** Task to carry out **
In the passage about the souls in the library, revise the part between "After a week" and "the library's floor.", inclusive, putting "tea" in place of "coffee".

------ Text block

After a week of searching, the souls fail to find a book with even a single line of coherent English. Soren tries coffee for the first time, breaking a lifetime of adherence to Mormon dietary laws. When the souls learn that the vending machines can make alcohol, a member of the group embarks on a drinking binge. An uncomfortable Soren wanders away from the group, trying to find the end of the library's floor.

One hundred years pass. Soren has since reunited with the group, who have organized themselves into a "university" for the study and worship of the few sentences of coherent text that have been discovered. Soren and Rachel, a fellow researcher at the university, fall deeply in love, and they spend one thousand years wandering the library together. In the year 1145, a violent death cult embarks on a spree of violence across the library. Cornered by the cult, Rachel jumps into the chasm, never to be seen again. Soren is captured and subjected to several weeks of torture. When brought before the cult leader, Soren tackles him, sending them both into the chasm.

------------
------ Data excerpts

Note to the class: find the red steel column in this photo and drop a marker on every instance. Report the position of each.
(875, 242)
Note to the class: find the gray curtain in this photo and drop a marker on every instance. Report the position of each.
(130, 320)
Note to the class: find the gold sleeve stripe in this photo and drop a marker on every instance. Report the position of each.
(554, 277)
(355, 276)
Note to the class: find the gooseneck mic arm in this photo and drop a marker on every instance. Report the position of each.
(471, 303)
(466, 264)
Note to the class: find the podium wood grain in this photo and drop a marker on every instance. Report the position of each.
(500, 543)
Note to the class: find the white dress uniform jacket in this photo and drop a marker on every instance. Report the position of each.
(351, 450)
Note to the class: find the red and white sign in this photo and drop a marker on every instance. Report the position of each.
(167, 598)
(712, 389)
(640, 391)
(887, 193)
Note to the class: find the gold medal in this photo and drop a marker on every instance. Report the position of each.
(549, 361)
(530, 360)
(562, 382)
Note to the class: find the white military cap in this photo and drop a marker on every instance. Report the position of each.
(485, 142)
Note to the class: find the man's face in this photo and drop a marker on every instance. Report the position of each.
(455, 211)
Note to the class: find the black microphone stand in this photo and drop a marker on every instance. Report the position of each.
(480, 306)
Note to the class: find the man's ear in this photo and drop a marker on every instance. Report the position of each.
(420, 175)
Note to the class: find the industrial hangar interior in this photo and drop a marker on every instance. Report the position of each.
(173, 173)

------------
------ Data excerpts

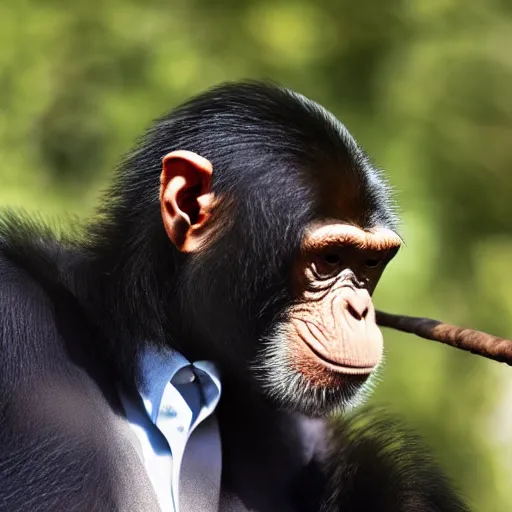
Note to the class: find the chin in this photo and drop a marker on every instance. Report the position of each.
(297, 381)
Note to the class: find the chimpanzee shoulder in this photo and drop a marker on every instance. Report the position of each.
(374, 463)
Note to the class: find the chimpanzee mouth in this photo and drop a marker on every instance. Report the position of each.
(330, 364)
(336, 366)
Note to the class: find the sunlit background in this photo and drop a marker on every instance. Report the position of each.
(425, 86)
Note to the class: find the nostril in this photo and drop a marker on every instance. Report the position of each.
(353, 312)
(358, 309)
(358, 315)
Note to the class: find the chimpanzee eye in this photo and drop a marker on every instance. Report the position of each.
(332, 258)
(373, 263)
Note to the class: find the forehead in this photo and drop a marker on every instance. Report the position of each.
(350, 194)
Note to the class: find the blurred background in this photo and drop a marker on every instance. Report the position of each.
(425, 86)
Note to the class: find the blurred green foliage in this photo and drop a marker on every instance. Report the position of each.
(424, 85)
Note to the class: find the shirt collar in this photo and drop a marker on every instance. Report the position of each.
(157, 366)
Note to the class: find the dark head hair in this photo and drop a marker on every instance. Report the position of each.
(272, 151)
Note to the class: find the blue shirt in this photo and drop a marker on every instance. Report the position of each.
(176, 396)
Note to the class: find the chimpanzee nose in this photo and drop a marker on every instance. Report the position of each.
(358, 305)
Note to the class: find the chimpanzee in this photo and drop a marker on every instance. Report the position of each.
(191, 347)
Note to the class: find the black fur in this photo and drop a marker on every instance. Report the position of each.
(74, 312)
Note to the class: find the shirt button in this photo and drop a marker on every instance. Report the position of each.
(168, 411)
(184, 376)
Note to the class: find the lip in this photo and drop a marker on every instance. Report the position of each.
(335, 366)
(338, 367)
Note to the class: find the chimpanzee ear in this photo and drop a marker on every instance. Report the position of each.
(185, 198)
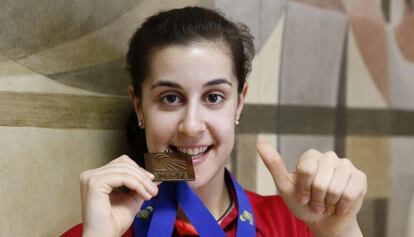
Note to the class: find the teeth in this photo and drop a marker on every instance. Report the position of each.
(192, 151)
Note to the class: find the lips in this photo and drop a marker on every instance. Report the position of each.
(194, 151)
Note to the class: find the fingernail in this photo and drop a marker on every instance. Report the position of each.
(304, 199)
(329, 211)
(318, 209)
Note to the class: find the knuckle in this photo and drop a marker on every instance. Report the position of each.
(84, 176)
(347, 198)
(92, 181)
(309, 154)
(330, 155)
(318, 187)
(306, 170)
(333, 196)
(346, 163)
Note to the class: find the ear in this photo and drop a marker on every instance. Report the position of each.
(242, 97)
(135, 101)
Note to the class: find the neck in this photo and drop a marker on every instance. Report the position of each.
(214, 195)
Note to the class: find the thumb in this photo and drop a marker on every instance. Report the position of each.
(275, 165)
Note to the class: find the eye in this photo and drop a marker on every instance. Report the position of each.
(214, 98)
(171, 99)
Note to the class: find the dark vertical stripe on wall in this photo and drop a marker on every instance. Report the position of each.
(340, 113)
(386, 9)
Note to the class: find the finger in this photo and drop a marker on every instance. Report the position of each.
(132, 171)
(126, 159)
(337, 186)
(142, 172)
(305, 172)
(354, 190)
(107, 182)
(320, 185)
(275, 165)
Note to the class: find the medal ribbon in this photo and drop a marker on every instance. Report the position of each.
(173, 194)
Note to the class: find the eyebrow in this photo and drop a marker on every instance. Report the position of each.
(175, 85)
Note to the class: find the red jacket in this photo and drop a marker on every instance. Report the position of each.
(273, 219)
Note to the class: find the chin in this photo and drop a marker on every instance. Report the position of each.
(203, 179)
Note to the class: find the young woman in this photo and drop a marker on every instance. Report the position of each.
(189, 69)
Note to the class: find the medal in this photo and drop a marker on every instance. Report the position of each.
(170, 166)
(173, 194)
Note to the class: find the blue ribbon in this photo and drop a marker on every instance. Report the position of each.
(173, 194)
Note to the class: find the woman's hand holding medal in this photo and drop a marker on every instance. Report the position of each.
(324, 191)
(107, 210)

------------
------ Data excerpts

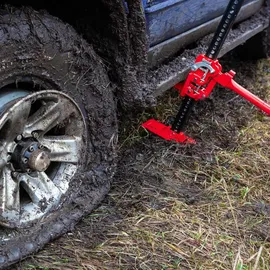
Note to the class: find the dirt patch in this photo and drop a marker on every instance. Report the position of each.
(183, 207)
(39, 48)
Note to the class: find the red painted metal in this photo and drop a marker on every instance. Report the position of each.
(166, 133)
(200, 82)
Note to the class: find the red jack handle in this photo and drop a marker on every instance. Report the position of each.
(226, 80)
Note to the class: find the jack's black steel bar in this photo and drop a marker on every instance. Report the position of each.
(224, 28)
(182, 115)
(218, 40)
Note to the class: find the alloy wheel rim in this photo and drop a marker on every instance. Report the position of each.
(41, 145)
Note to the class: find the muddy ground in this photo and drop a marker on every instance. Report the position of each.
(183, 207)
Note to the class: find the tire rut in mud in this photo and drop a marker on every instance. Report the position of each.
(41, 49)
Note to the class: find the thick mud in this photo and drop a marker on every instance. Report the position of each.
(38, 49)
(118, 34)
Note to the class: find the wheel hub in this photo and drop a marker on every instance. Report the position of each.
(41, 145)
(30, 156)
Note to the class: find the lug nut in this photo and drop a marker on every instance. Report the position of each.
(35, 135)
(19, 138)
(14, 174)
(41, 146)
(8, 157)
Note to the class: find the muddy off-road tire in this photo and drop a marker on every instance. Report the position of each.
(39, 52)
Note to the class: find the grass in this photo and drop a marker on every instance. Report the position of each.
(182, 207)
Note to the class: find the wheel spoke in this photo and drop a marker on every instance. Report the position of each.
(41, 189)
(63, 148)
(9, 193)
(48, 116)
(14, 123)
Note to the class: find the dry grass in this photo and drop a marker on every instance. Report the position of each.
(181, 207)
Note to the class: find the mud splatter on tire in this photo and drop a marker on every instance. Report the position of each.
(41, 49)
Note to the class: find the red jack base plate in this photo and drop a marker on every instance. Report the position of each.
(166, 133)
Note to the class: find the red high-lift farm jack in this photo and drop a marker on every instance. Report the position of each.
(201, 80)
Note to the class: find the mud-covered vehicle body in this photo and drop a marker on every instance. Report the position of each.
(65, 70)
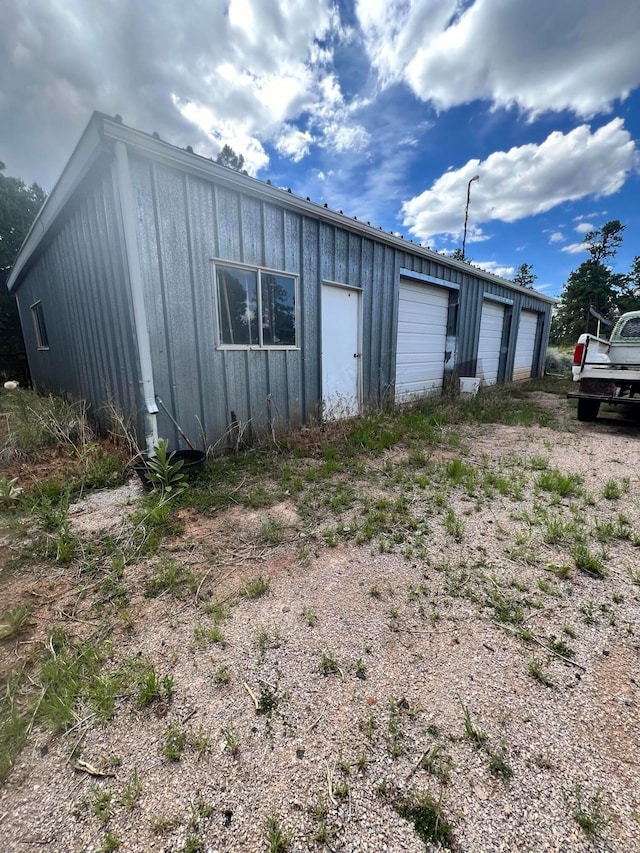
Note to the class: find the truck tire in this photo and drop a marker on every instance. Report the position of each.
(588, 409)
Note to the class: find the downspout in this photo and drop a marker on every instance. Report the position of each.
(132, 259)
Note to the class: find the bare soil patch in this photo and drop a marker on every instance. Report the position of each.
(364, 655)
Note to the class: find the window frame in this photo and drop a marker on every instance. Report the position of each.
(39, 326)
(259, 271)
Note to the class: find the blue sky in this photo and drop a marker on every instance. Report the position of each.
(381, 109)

------------

** Answer space **
After a week of searching, the souls fail to find a book with even a single line of coherent English. Soren tries tea for the first time, breaking a lifetime of adherence to Mormon dietary laws. When the souls learn that the vending machines can make alcohol, a member of the group embarks on a drinking binge. An uncomfortable Soren wanders away from the group, trying to find the end of the library's floor.